*Stated problem*:
Quote word for word the part that opens with the line containing "Reviewer note: confirm that each instance of the black" and closes with the line containing "column 327, row 433", both lines included. Leave the pictures out of your answer.

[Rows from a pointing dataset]
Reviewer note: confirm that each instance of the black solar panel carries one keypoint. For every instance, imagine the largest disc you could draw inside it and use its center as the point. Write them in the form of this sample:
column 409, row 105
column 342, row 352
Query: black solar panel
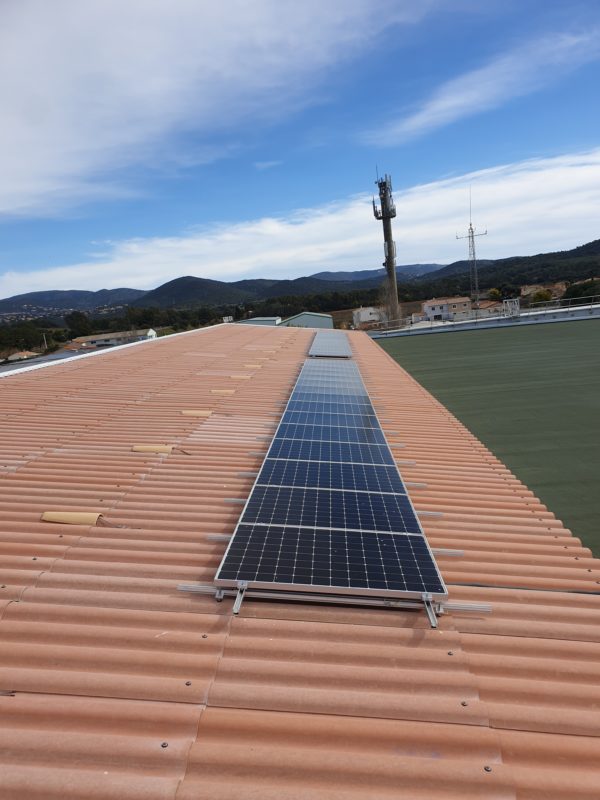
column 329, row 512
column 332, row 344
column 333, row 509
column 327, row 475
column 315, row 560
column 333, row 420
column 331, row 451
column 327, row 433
==
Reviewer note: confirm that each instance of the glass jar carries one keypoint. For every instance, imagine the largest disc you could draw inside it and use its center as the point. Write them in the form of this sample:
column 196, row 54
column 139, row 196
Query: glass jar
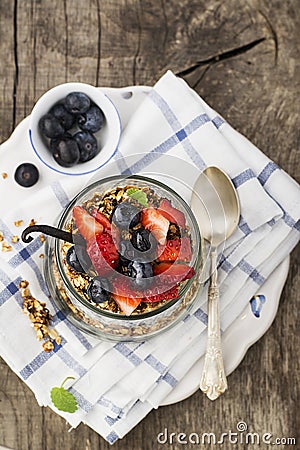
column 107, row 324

*Answer for this exercise*:
Reviewer note: confirm that each instance of the black solar panel carries one keypoint. For every instance, imagine the largest disc you could draw inside it and use its center as the point. Write them in the form of this sample:
column 409, row 105
column 342, row 352
Query: black solar panel
column 329, row 512
column 332, row 344
column 333, row 509
column 327, row 475
column 315, row 560
column 333, row 420
column 331, row 451
column 327, row 433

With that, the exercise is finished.